● **Text passage**:
My Annual Rendezvous with Pain

It's late winter and it's time once again for my annual ritual.

I am embarrassed for my friends to see me on crutches again, but here I am. Again, in this context, means eight years running.

Every spring for the last eight I have had gout. Makes me want to choke just saying the word. This year I was determined not to have my yearly collision with pain, but it happened anyway. In spite of my best efforts. I had kind of a break down when I realized my failure on Tuesday night.

I have been on a very strict diet, apparently to little avail. I eat mostly vegetables, fruits, berries and nuts. I have had, like, three servings of chicken in the last year. No beef or turkey. Almost no dairy. Minimal sweets. Extremely minimal. Even with very few dietary sins—small ones at that—I have not won the epic battle I had hoped to win this spring.

At the doctor's office today, the nurse practitioner said, "You're an unusual case."  Everyone likes to be special, but, I can think of other ways I'd like to be described as "unusual."

As I relearned in a talk I heard last Sunday, the Lord asks us to "give thanks in all things" (Mosiah 26:38-39). This means we need to be thankful for our trials. I am thankful for them because of what I learn from them, and for the many blessings that come my way because of them.

● **Activity 1**: In the gout essay, change "nurse practitioner" to "physician" and write out everything from "At the doctor's" down to "because of them.".
● **Activity 2**: According to the gout essay, what did the nurse practitioner say at the doctor's office?
● **Activity 3**: Please translate this sentence from the gout essay into Spanish: "I eat mostly vegetables, fruits, berries and nuts."

Referring expression grounding data
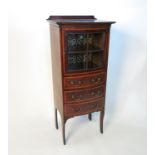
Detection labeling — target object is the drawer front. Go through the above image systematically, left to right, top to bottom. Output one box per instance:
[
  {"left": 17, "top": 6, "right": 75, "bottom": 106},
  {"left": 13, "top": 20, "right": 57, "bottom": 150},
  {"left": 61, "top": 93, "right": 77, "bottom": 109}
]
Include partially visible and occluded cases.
[
  {"left": 64, "top": 72, "right": 106, "bottom": 89},
  {"left": 64, "top": 85, "right": 105, "bottom": 103},
  {"left": 65, "top": 98, "right": 104, "bottom": 116}
]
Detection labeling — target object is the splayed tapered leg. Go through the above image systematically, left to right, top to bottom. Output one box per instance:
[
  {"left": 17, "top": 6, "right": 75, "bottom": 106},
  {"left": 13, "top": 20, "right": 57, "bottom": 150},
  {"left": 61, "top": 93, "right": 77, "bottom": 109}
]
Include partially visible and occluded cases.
[
  {"left": 55, "top": 109, "right": 59, "bottom": 129},
  {"left": 100, "top": 110, "right": 104, "bottom": 133},
  {"left": 88, "top": 113, "right": 92, "bottom": 121}
]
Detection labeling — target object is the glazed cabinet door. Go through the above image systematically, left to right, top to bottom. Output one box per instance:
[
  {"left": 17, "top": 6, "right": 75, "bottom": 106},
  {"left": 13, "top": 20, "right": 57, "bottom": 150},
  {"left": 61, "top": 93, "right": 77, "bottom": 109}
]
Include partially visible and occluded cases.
[{"left": 64, "top": 30, "right": 106, "bottom": 73}]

● **Solution 1**:
At the doctor's office today, the physician said, "You're an unusual case."  Everyone likes to be special, but, I can think of other ways I'd like to be described as "unusual."

As I relearned in a talk I heard last Sunday, the Lord asks us to "give thanks in all things" (Mosiah 26:38-39). This means we need to be thankful for our trials. I am thankful for them because of what I learn from them, and for the many blessings that come my way because of them.

● **Solution 2**: "You're an unusual case."

● **Solution 3**: Como principalmente verduras, frutas, bayas y frutos secos.